JOB A: Reproduce verbatim the portion of the passage on Texas schools and conference realignment from "If that had" up to and including "as #5 and #6.".
JOB B:
Answer these questions from the passage on Texas schools and conference realignment:
(i) To what year does the passage go back when discussing the state population?
(ii) Which six WAC schools are named as possible additions?
(iii) Which two schools does the passage say might be worth bringing in as #5 and #6?

QUOTED TEXT:
+--

So going back to 1995 and a state population under 20m and the Big 8 and so on, having UT and A&M probably meant the optimal number of Texas schools was actually two before you start hitting diminishing returns. (According to some reports – though contradicted by others – the Big 8 really did just want the two.)

If that had happened, the SWC would have been down to six schools and potentially in a place to survive. You could have taken the remaining six plus six schools from the WAC (BYU, Utah, SDSU, Colorado State, Air Force, and UNM say) and you’d have something potentially pretty good… but even then if I were consulting I would advise to start a new conference taking four or maybe even just three SWC schools, depending on other options and how much you wanted to get to 12. (Without UT or A&M you do want more than two, I think.)

In any event, I’ve looked at it from 100 angles and in almost none of the scenarios do I think it makes sense to stock so many schools in Texas. the closest I can get is the above scenario (six SWC and six WAC) and keeping all six just so that you can keep the SWC brand. That might be worth bringing SMU and Rice as #5 and #6.

+--

(Dataset records)
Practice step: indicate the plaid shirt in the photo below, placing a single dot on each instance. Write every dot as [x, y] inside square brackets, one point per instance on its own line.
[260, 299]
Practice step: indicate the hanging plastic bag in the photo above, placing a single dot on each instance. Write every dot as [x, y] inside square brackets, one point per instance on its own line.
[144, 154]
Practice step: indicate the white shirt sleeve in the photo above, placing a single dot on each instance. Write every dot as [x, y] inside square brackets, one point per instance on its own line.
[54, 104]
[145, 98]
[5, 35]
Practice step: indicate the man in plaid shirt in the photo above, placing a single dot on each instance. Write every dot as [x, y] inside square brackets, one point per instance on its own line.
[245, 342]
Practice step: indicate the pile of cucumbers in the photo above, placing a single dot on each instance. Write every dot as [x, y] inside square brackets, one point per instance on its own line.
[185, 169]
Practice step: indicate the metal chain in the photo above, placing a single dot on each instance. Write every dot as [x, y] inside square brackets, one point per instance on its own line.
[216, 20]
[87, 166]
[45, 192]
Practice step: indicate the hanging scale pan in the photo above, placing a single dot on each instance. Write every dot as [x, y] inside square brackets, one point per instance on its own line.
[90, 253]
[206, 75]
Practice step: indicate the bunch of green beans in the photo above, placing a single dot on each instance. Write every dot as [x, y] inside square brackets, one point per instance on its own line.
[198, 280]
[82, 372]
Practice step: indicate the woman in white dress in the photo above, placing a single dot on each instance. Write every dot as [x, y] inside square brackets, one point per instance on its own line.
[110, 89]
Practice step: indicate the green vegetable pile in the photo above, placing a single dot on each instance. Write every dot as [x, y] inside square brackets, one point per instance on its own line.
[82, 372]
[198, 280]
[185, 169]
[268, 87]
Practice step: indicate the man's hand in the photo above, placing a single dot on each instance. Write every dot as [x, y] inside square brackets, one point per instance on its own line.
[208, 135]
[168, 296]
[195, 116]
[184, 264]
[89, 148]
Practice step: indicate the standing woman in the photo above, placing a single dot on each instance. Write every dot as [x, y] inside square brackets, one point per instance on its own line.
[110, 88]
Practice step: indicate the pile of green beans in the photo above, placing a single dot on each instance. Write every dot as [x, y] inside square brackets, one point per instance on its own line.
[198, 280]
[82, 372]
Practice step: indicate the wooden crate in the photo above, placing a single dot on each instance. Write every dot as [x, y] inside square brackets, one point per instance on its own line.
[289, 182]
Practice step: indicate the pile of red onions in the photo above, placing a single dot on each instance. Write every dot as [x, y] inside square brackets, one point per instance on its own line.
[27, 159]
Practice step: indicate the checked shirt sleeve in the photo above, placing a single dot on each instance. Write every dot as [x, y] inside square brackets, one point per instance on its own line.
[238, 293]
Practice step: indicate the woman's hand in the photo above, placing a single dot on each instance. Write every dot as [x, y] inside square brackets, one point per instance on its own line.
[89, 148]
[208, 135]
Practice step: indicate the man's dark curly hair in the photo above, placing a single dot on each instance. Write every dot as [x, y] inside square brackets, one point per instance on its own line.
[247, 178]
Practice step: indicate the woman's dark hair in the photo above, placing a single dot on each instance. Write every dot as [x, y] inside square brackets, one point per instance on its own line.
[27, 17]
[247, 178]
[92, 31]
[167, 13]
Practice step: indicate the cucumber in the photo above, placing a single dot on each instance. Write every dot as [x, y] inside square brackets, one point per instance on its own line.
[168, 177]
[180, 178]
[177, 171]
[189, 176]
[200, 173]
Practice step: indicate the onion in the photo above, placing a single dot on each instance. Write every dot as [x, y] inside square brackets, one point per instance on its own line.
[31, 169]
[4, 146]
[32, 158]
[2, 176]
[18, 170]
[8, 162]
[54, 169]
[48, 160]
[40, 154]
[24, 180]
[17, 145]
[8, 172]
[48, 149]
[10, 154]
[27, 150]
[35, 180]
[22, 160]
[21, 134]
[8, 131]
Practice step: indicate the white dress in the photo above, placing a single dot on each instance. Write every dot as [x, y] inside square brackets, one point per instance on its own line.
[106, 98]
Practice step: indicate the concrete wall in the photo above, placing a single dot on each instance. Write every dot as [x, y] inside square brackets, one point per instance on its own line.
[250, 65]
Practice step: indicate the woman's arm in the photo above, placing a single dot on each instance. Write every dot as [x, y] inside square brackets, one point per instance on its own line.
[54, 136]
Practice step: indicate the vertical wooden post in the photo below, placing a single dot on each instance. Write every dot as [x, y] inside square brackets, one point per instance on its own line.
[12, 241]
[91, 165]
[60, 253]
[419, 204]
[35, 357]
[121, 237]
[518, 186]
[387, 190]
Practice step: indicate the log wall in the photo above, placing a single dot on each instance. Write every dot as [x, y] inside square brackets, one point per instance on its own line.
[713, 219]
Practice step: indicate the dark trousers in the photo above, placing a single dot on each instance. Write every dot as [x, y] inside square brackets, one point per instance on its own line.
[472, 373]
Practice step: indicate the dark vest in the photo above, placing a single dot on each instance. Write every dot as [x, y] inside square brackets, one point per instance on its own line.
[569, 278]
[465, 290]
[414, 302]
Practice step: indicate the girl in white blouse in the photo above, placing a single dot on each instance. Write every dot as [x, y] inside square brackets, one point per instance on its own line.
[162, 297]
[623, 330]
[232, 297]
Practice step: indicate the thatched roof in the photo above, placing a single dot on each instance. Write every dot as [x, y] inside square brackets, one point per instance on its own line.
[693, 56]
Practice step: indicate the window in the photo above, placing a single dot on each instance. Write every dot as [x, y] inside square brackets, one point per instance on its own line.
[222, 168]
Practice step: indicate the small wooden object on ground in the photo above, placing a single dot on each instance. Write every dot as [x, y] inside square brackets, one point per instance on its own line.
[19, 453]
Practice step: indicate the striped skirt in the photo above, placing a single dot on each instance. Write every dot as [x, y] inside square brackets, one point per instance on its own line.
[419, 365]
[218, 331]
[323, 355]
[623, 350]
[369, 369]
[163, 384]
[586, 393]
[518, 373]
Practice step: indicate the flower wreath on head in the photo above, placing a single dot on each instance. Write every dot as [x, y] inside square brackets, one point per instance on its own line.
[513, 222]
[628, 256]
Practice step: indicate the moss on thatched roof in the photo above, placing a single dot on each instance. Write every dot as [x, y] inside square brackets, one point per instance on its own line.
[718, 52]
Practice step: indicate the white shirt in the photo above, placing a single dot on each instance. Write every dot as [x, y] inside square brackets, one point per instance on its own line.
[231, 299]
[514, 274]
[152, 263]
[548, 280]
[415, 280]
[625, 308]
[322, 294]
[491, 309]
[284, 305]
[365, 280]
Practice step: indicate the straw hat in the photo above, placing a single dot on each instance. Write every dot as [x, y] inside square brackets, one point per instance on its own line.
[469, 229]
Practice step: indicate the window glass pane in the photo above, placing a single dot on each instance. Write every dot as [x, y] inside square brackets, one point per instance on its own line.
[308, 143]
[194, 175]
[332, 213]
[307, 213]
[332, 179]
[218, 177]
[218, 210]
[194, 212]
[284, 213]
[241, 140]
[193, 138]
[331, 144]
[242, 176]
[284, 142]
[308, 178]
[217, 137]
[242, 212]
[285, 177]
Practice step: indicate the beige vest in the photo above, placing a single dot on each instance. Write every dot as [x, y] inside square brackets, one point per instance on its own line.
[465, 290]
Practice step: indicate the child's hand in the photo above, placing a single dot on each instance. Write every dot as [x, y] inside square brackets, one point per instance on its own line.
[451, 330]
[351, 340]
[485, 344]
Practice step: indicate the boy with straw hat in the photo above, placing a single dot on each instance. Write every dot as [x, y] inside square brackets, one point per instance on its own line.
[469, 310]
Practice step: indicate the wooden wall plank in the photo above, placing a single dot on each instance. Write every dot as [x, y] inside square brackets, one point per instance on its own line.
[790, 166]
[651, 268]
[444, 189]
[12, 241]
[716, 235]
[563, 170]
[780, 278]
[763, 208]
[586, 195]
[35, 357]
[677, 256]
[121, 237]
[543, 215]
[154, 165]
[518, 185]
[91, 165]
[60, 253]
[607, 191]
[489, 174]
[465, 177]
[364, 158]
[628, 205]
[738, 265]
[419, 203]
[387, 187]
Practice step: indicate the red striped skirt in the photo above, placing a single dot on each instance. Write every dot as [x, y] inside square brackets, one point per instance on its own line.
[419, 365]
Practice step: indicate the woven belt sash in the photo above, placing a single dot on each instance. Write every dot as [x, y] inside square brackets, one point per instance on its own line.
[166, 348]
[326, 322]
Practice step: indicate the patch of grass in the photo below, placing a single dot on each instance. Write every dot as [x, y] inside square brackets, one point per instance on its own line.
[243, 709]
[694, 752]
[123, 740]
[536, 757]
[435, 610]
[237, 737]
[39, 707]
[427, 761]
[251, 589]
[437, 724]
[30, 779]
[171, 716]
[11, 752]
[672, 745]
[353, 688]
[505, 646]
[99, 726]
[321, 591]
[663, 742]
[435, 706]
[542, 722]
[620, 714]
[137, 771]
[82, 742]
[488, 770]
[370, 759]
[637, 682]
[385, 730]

+--

FINAL ANSWER A:
If that had happened, the SWC would have been down to six schools and potentially in a place to survive. You could have taken the remaining six plus six schools from the WAC (BYU, Utah, SDSU, Colorado State, Air Force, and UNM say) and you’d have something potentially pretty good… but even then if I were consulting I would advise to start a new conference taking four or maybe even just three SWC schools, depending on other options and how much you wanted to get to 12. (Without UT or A&M you do want more than two, I think.)

In any event, I’ve looked at it from 100 angles and in almost none of the scenarios do I think it makes sense to stock so many schools in Texas. the closest I can get is the above scenario (six SWC and six WAC) and keeping all six just so that you can keep the SWC brand. That might be worth bringing SMU and Rice as #5 and #6.

FINAL ANSWER B:
(i) 1995
(ii) BYU, Utah, SDSU, Colorado State, Air Force, and UNM
(iii) SMU and Rice